_Written request 1_
Transcribe every line of the detection listing word for word, and leave the pictures out of your answer.

_Selected passage_
Three seats per aisle? Couldn't that be one of the existing BC café cars? Those La-Z-Boy like recliners they current have, could possibly be tweaked to recline all the way flat?
 
They can fit 4 across if they stagger it. They do this in BC for airlines. Here is the cabin and my seat from my trip last year. I liked this much better than the climb over your neighbor layout.

P1010013 by Brian H, on Flickr

P1010031 by Brian H, on Flickr

The big console is where the person behind you reclines into and for the person in front, it is used as a console for drinks and stuff.
 
This would be in *addition* to the roomettes.

You'd still have peace and quiet, and those of us who can't afford peace and quiet would at least have a flat surface to sleep on. It's a win-win. :)
Yeah, right! My guess is that they would use it as an excuse to dump the sleepers a few years after the "new enhanced coarch" seating came out. Then they would have meal included (at your seat) so the diners would go. At the same time, they would run cars down the aisle with snacks and sandwiches so the cafe cars (lounge cars) could be dumped. Think of all the jobs they could eliminate. Well, train travel will be nice while it lasts.
 
One of my complaints about the current seats is they're just not quite comfortable enough. If they were less comfortable reclined I'd just give up hope of being comfortable and deal with it. But they're so close to being just right for me.. but not quite. It's frustrating.

I will admit the climb-over a person in the middle of the night part does suck.
 
I wonder if they could go the route that VIA did with "berths" I have to get up to Canada to try them first hand. Seems like it could solve the lay flat, climb over, and privacy issue a bit while still allowing for a cheaper upgrade option?
 
With the upcoming changes to AGR I am all in for the Slumber Seats PROVIDED they are in a 2*1 config with divider on the 2 pack AND come with restrooms that do not have stinky toilets and are kept clean. A discount or some kind of a chit for the Diner/Lounge would be nice as well.

_Written request 2_
Pick up the discussion of lay-flat coach seats on trains after its final post and carry it forward.

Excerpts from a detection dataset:
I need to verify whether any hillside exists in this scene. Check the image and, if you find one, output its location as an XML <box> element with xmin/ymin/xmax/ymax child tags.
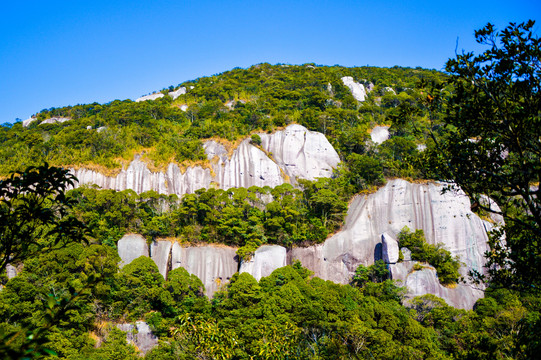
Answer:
<box><xmin>0</xmin><ymin>60</ymin><xmax>539</xmax><ymax>359</ymax></box>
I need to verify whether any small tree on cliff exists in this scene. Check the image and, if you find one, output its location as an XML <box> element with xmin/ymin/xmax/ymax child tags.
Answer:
<box><xmin>426</xmin><ymin>21</ymin><xmax>541</xmax><ymax>289</ymax></box>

_Written response 1_
I need to verify whether any hillside exists in this scene. Check the image and, if you find one, output its location as an XML <box> element with xmin/ymin/xmax/ymax child tags.
Answer:
<box><xmin>0</xmin><ymin>60</ymin><xmax>539</xmax><ymax>359</ymax></box>
I need to verify whether any small tree on cliff exists in this scene. Check the image and, if you find one, output its location as an XML <box> element with xmin/ymin/xmax/ymax child tags.
Answer:
<box><xmin>426</xmin><ymin>21</ymin><xmax>541</xmax><ymax>289</ymax></box>

_Written response 2_
I think I would much prefer a berth offering over a "lie-flat seat" option. Using a Superliner as an example, "opening up" a roomette and making a train car all-roomette (assuming you could replace the five bedrooms with 8 roomettes, and the lower level could house four more roomettes) would allow for a seating/sleeping capacity of 52 people (26 rooms * 2 people.) A current Superliner has 74 seats, so you lose about 30% of the seating. A 50% upcharge (above standard coach fare) would seem to be a "break-even" point (since there would be cost to refurbishment of the cars. I'm not sure if you could get 52 "lie-flat" seats in a comfortable configuration in a coach car.
 
Personally my dream would be single seats in a herringbone configuration. For a single traveler it would give me the ability to lie flat like a roomete and defined personal space, without paying the full fare for a room I use half of, which is 90% of the value of the room to me. Unfortunately I'm not sure they could fit enough seats in a single car to avoid pricing them closer to sleeper fares instead of splitting the difference between coach and sleeper.
 
Personally my dream would be single seats in a herringbone configuration. For a single traveler it would give me the ability to lie flat like a roomete and defined personal space, without paying the full fare for a room I use half of, which is 90% of the value of the room to me. Unfortunately I'm not sure they could fit enough seats in a single car to avoid pricing them closer to sleeper fares instead of splitting the difference between coach and sleeper.
Sounds like the traditional Parlor Car config, only in this case with barrier walls between the seats.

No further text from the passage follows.